[Excerpts from a dataset]
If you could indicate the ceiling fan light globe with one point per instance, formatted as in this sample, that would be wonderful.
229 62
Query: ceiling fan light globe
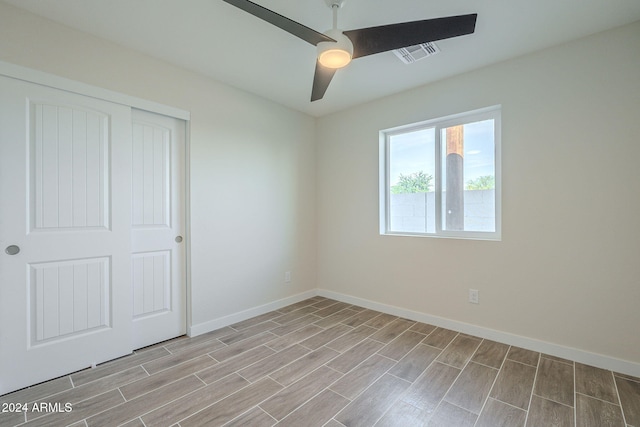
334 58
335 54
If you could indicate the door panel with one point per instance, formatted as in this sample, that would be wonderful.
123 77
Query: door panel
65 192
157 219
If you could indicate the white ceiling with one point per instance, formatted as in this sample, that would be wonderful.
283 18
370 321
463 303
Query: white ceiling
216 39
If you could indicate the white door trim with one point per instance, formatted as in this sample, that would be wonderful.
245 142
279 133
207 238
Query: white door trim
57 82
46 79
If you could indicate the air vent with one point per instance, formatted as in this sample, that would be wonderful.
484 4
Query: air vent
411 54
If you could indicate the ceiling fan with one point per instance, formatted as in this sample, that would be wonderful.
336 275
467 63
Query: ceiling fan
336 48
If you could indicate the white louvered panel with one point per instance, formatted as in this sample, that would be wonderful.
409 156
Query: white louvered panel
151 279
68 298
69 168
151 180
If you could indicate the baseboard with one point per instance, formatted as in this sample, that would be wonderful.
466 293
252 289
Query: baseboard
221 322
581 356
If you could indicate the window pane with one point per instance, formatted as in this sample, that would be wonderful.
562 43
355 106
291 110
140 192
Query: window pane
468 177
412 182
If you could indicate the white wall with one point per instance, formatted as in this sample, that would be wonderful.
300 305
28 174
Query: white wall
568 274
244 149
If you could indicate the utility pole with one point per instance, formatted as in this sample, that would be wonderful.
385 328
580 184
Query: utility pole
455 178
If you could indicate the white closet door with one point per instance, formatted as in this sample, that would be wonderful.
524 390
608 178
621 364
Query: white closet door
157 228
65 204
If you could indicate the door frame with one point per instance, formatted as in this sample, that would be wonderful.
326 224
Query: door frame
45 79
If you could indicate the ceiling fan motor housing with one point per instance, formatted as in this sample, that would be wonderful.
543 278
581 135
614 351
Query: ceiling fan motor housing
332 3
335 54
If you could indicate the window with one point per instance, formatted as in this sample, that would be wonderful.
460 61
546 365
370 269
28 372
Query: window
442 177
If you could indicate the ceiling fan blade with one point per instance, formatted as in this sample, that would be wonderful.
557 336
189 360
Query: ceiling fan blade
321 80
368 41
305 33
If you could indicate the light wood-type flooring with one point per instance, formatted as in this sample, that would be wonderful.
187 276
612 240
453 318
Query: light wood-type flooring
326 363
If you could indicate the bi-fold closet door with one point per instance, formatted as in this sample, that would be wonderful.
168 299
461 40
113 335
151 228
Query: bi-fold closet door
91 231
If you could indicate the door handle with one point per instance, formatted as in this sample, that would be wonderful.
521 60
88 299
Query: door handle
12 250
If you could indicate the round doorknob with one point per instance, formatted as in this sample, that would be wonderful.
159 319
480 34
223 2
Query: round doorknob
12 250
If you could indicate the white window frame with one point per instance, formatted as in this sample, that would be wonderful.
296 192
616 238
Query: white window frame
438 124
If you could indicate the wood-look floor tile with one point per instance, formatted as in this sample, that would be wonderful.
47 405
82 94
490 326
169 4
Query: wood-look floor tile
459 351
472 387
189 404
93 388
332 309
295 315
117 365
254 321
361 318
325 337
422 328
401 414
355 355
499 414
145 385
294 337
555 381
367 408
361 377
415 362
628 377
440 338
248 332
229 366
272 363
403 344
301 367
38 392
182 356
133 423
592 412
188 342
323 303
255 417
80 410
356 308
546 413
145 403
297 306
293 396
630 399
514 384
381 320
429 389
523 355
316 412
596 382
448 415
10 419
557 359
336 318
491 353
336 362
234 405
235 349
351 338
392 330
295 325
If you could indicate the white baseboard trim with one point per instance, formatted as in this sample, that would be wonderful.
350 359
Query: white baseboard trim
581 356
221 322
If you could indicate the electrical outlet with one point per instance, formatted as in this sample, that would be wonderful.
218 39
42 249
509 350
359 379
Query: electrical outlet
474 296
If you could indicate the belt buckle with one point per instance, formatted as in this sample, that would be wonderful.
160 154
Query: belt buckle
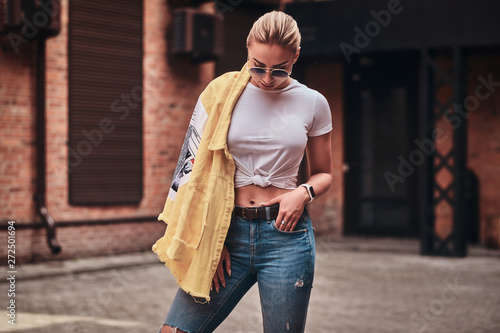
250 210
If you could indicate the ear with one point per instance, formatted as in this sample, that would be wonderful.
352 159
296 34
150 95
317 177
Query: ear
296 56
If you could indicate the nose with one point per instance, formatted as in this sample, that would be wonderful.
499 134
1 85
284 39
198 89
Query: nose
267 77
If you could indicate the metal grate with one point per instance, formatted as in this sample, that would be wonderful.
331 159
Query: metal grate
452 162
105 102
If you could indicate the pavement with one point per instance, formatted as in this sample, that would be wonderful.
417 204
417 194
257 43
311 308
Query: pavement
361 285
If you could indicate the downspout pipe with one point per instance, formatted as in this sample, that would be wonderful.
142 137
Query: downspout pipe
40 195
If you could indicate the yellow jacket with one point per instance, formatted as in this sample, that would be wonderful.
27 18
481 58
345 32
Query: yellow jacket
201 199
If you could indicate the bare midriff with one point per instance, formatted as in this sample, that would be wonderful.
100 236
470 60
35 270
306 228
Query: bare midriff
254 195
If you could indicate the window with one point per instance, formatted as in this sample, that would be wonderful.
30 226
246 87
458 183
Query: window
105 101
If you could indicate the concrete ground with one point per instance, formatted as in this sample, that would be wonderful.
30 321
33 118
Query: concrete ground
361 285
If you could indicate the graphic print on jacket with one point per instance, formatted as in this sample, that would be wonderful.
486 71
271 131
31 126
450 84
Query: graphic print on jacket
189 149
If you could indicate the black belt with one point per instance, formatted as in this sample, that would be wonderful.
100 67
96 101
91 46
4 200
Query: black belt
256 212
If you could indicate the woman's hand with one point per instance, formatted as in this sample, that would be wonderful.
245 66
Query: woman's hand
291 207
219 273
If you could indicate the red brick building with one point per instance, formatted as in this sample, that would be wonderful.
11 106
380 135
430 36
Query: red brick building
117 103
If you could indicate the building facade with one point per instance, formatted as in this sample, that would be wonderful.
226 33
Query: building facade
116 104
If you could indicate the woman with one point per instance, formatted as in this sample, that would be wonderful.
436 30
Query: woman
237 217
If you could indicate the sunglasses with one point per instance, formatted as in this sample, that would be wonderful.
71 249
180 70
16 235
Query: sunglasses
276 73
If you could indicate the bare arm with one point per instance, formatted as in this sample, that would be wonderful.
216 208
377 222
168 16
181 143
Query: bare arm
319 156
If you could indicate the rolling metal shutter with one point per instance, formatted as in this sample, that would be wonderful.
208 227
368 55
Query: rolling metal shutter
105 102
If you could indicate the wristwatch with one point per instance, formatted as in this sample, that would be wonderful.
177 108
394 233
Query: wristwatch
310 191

- **Work task**
Output all lines above precisely. Pictures are to be left out.

- **Solution below**
If you could indicate the ceiling fan light globe with one point per instance, formatted as in this sample, that would be wonderful.
229 62
Query: ceiling fan light globe
334 58
335 54
If you could indicate the door panel with one point per instance, formatted as in this sample, that would be wonderful.
123 77
Query: door panel
65 192
157 219
If you could indicate the white ceiling with one point per instance, formatted as in this sample, that would be wonderful.
283 18
370 321
463 303
Query: white ceiling
216 39
If you could indicate the white door trim with one point per instance, formatted as in this sample, that would be wonderful.
245 142
279 133
207 238
Query: white door trim
57 82
46 79
If you could indicate the air vent with one point per instance, formatted as in this sample, that would be wonderful.
484 4
Query: air vent
411 54
If you could indicate the ceiling fan with one point per instance, formatted as in this sample, that would be wonderful.
336 275
467 63
Query: ceiling fan
336 48
If you could indicate the white louvered panel with one point per instance, formatted as in this sample, that would be wonderful.
409 156
Query: white louvered panel
151 279
68 298
69 168
151 180
If you could indicate the baseboard with one point per instance, formatted as in this sample, that would be wonderful.
466 293
252 289
Query: baseboard
221 322
581 356
If you could indicate the window pane with one point per instance, formatted as in this sample, that would be wonderful.
562 43
355 106
291 110
140 192
Query: window pane
468 177
412 182
If you could indicate the white wall with one point per instance, formatted as in this sample, that would be wonderful.
300 305
28 174
Query: white wall
568 274
244 149
If you could indicate the utility pole with one point per instance, formatted as in this sample, that would be wonderful.
385 328
580 184
Query: utility pole
455 178
If you could indicate the white closet door with one point per instance, formatted as in this sample, that would be wonderful.
524 390
608 178
621 364
Query: white closet door
157 228
65 204
If you could indicate the door frame with one point per instance, formatted as in this sample, that would be wonderful.
326 224
Query: door frame
45 79
If you could indicate the ceiling fan motor housing with one point per instance, formatted as in this sample, that would be wonderful.
543 278
581 135
614 351
Query: ceiling fan motor housing
332 3
335 54
If you could indicate the window with one point per instance, formatted as in this sample, that would be wonderful.
460 61
546 365
370 269
28 372
Query: window
442 177
If you could indicate the ceiling fan blade with one point per instance, formatted as in this sample, that would be wonderful.
557 336
189 360
Query: ceiling fan blade
321 80
368 41
305 33
If you could indicate the light wood-type flooring with one point per instance, formatted as in this sample, that would be wonderful.
187 276
612 240
453 318
Query: light wood-type flooring
326 363
If you could indicate the bi-fold closet door with one point per instance, formatted as in this sample, that would be wonderful.
168 299
461 40
113 335
151 228
Query: bi-fold closet door
91 231
If you could indicate the door handle with one point per instance, formatted as in this sample, that would be wonderful.
521 60
88 299
Query: door handle
12 250
If you could indicate the round doorknob with one point per instance, formatted as in this sample, that would be wonderful.
159 319
480 34
223 2
Query: round doorknob
12 250
If you could indicate the white window frame with one point per instance, formatted as in this sample, that would be wonderful.
296 192
616 238
Query: white window frame
438 124
If you could indicate the wood-look floor tile with one point per instance, formatted as in this sample, that would be wonderful.
47 405
82 94
490 326
169 4
Query: wood-look floor tile
459 351
472 387
189 404
93 388
332 309
295 315
117 365
254 321
361 318
325 337
422 328
401 414
355 355
499 414
145 385
294 337
555 381
367 408
361 377
415 362
628 377
440 338
248 332
229 366
272 363
403 344
301 367
38 392
182 356
133 423
592 412
188 342
323 303
255 417
80 410
356 308
546 413
145 403
297 306
293 396
630 399
514 384
381 320
429 389
523 355
316 412
596 382
448 415
10 419
557 359
336 318
491 353
336 362
234 405
235 349
351 338
392 330
295 325
If you could indicate the white baseboard trim with one point per instance, formatted as in this sample, that would be wonderful.
350 359
Query: white baseboard trim
581 356
221 322
If you could indicate the electrical outlet with one point per instance, formatted as in this sample, that would be wonderful.
218 39
42 249
509 350
359 379
Query: electrical outlet
474 296
If you could indicate the belt buckle with one point per instance, formatted as in this sample, that would be wonderful.
160 154
Query: belt buckle
250 210
If you could indicate the ear with one point per instance, formatted as in this sample, that would be wonderful.
352 159
296 34
150 95
317 177
Query: ear
296 56
If you could indicate the nose with one point per instance, formatted as in this sample, that would be wonderful.
499 134
1 85
284 39
198 89
Query: nose
267 77
If you could indicate the metal grate with one point per instance, formatted as in this sample, that would be wonderful.
331 159
Query: metal grate
452 162
105 102
If you could indicate the pavement with one point per instance, formatted as in this sample, that would be wonderful.
417 204
417 194
257 43
311 308
Query: pavement
361 285
If you could indicate the downspout pipe with one point per instance, formatted as in this sample, that would be wonderful.
142 137
Query: downspout pipe
40 195
If you could indicate the yellow jacket with one point per instance, formatted as in this sample, that would be wonderful.
27 18
481 58
345 32
Query: yellow jacket
201 199
If you could indicate the bare midriff with one point per instance, formatted as in this sample, that would be wonderful.
100 236
470 60
35 270
306 228
Query: bare midriff
254 195
If you could indicate the window with one point per instance, formatted as in this sample, that would be wonderful.
30 226
246 87
458 183
Query: window
105 101
If you could indicate the concrete ground with one point per instance, formatted as in this sample, that would be wonderful.
30 321
33 118
Query: concrete ground
361 285
If you could indicate the graphic print on jacket with one point per instance, formatted as in this sample, that would be wonderful.
486 71
271 131
31 126
450 84
Query: graphic print on jacket
189 149
If you could indicate the black belt with one point per instance, formatted as in this sample, that would be wonderful.
100 67
96 101
91 46
4 200
Query: black belt
256 212
If you could indicate the woman's hand with one point per instance, formatted as in this sample, that would be wonderful.
245 66
Query: woman's hand
291 207
219 273
If you could indicate the red brick building with one point per instance, formatted as in this sample, that would be wonderful.
11 106
380 135
430 36
Query: red brick building
117 103
If you could indicate the building facade with one point per instance, formatted as in this sample, that would be wonderful.
226 33
Query: building facade
116 104
If you could indicate the woman with one point per instance, formatted as in this sample, that would be wonderful.
436 30
Query: woman
237 217
If you could indicate the sunglasses with one point per instance, formatted as in this sample, that would be wonderful.
71 249
180 70
16 235
Query: sunglasses
276 73
If you could indicate the bare arm with one point per instance, formatted as in this sample, that would be wonderful.
216 208
377 222
168 16
181 143
Query: bare arm
319 156
If you could indicate the rolling metal shutter with one point per instance, formatted as in this sample, that would be wonderful.
208 227
368 55
Query: rolling metal shutter
105 102
If you could indicate the wristwatch with one point per instance, formatted as in this sample, that would be wonderful.
177 108
394 233
Query: wristwatch
310 191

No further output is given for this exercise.